Input records —
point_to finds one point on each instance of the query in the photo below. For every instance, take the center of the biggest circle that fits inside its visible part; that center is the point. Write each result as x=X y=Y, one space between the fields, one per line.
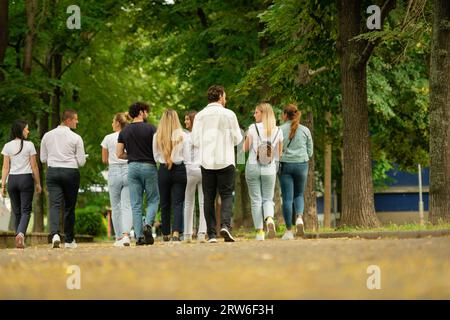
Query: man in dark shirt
x=135 y=144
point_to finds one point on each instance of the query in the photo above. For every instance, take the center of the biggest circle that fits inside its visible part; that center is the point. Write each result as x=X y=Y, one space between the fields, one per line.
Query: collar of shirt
x=214 y=104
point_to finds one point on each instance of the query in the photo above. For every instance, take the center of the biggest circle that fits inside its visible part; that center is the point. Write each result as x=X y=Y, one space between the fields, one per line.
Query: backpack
x=264 y=151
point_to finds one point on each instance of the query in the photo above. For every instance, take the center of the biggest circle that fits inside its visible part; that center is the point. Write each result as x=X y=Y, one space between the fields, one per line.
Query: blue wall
x=385 y=202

What the task requires —
All of the data should come back exactly as written, but without pictures.

Exercise response —
point_to finds one point on each instance of the query in the photo below. For every instance, take the center of the biggest circle that fits inside its visible part; that center is the point. Write each result as x=X y=Y, one space between the fields, one per line.
Query: man in dark shirt
x=135 y=144
point_to finds one point on each instance of the query in the photo above. For every instance, take the center of the biggest circle that fits inside its visible part; that center is the point. Write each result as x=X y=Y, one space between the fields, one per line.
Query: collar of shirt
x=214 y=104
point_to finds one point on each instance of the query in the photo above. For every instance, take the center of the biggest circle that fits inside its visible part; that center is the point. Write each result as x=X y=Y, one space between the fields, one per line.
Query: backpack
x=264 y=151
point_to finds one point on each instance of the query in the photo above. For every instance, take the center of the biggest circle that fits inside its visible part; that center is the point. Write each result as x=X y=Y, one space between the fields, one per line.
Query: blue wall
x=385 y=202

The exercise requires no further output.